Extrait retenu:
________________________

Ecrit par Gilles Banderier le 06.11.18 dans La Une CED, Les Chroniques, Les Livres

Le Triomphe de la bêtise ou Le gâteau au chocolat du président Donald Trump, Armand Farrachi, Actes-Sud, mai 2018, 112 pages, 12,50 €

Le Triomphe de la bêtise ou Le gâteau au chocolat du président Donald Trump, Armand Farrachi (par Gilles Banderier)

Pétrarque (1304-1374) fut l’inventeur d’une rhétorique amoureuse qu’on imita durant près de cinq siècles, jusqu’au Romantisme. Ceux qui feuillètent encore son Canzonierene remarquent pas toujours que le recueil est composé de deux parties, les « Sonetti et Canzoni » et les « Trionfi », qu’on lit encore moins que le reste, poèmes allégoriques en tercets (comme la Divine Comédie), mettant en scène successivement le Triomphe de l’Amour, de la Chasteté, de la Mort, de la Gloire, du Temps et de l’Éternité. Les Trionfi suscitèrent des épigones, pas autant, toutefois, que les sonnets amoureux, qui ont placé une bonne part de la poésie française du XVIesiècle sous le signe d’un pétrarquisme de série.

Armand Farrachi proposerait-il un septième triomphe, celui de la Stupidité, qui engloberait les six autres (sans doute la bêtise n’est-elle pas éternelle, mais ne serait-elle pas immortelle ?) ? Lointaines héritières de Joachim de Flore, les Lumières avaient formulé la croyance à un progrès infini (ou à des progrès, le XVIIIesiècle employant plus volontiers le terme au pluriel). De manière visible, Armand Farrachi ne partage pas (ou plus) cette foi :

« […] si quelque chose progresse dans le monde, ce n’est pas l’intelligence, la démocratie, le confort, les richesses ou le bonheur des peuples, pas seulement la misère et la dévastation non plus, mais justement la bêtise et son corollaire la laideur » (p.6).

________________________

Extrait des données:

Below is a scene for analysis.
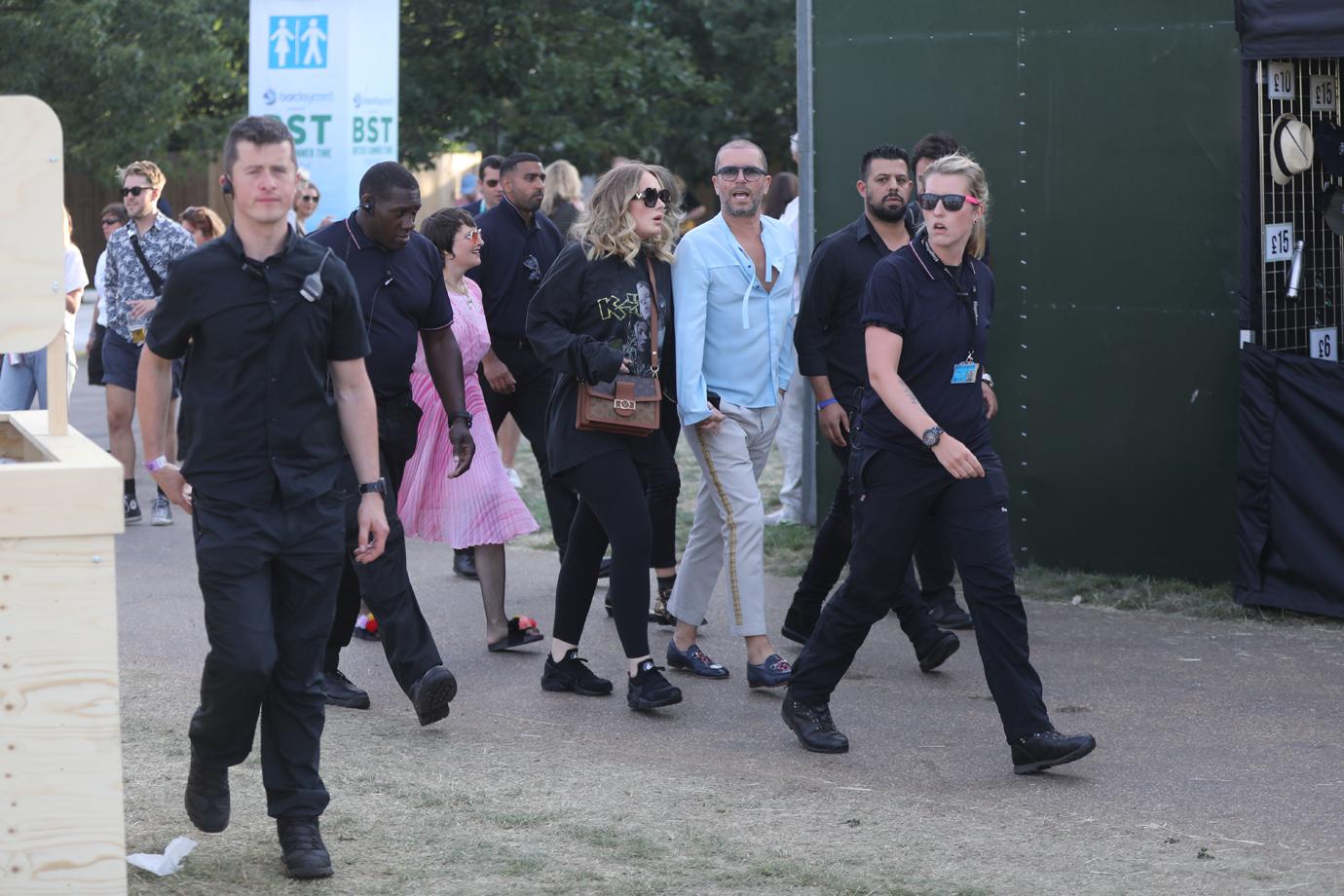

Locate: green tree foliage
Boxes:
[0,0,796,181]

________________________

Recopiez le passage de l'extrait retenu qui va de « Ecrit par Gilles » jusqu'à « (par Gilles Banderier) » inclus, en renommant « Gilles Banderier » en « G. Banderier ».

Ecrit par G. Banderier le 06.11.18 dans La Une CED, Les Chroniques, Les Livres

Le Triomphe de la bêtise ou Le gâteau au chocolat du président Donald Trump, Armand Farrachi, Actes-Sud, mai 2018, 112 pages, 12,50 €

Le Triomphe de la bêtise ou Le gâteau au chocolat du président Donald Trump, Armand Farrachi (par G. Banderier)